> Exercise tasks:
- a) Write out the passage of the essay on gratitude starting with "I’ve encountered this" and going on through "tangible I can do?", switching "sweetness" to "richness".
- b) In the essay on gratitude, where was the writer walking when the feeling of gratitude arose?
- c) List the things the writer of the gratitude essay names as being grateful for while walking.

> Provided text:
In a Moment #80
The other day while walking to the train, I felt a deep swell of gratitude emerge. This feeling of gratitude, so potent, that it pulled my attention from whatever I had been thinking, and I found I immediately started listing the things I was grateful for in that moment — the sun shining brightly on my cheeks, the ability to walk and move freely, living in this remarkable city. As the list continued, I watched that feeling of gratitude morph, it grew, it shifted shapes, filling my heart, transforming into joy, into LOVE for this life that I am experiencing.
And just as quickly as the joy settled in, there was a contraction. A pit in my stomach, paired with a thought in my head, “How can you be joyful, happy, grateful at a time like this, when there is so much suffering that exists?” Guilt began to emerge, pushing into that joy, that gratitude, that love. The emotions swimming around each other, marbling in my mind.
I’ve encountered this experience before, and I imagine you may have as well. These moments in which we taste the sweetness of this life, only to be pulled out of it by guilt. The feeling that there is more we can do, more we are obliged to do. Guilt is a difficult emotion, at least it is for me. When it surfaces, my typical reaction is to identify the source and define the action I can take to soften it. Do I need to apologize? Is there something tangible I can do?

> Dataset content:
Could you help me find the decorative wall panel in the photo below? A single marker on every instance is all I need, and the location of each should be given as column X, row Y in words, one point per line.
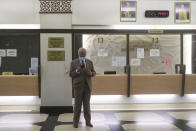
column 55, row 6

> Response list:
- a)
I’ve encountered this experience before, and I imagine you may have as well. These moments in which we taste the richness of this life, only to be pulled out of it by guilt. The feeling that there is more we can do, more we are obliged to do. Guilt is a difficult emotion, at least it is for me. When it surfaces, my typical reaction is to identify the source and define the action I can take to soften it. Do I need to apologize? Is there something tangible I can do?

- b) To the train.

- c)
- The sun shining brightly on the writer's cheeks
- The ability to walk and move freely
- Living in this remarkable city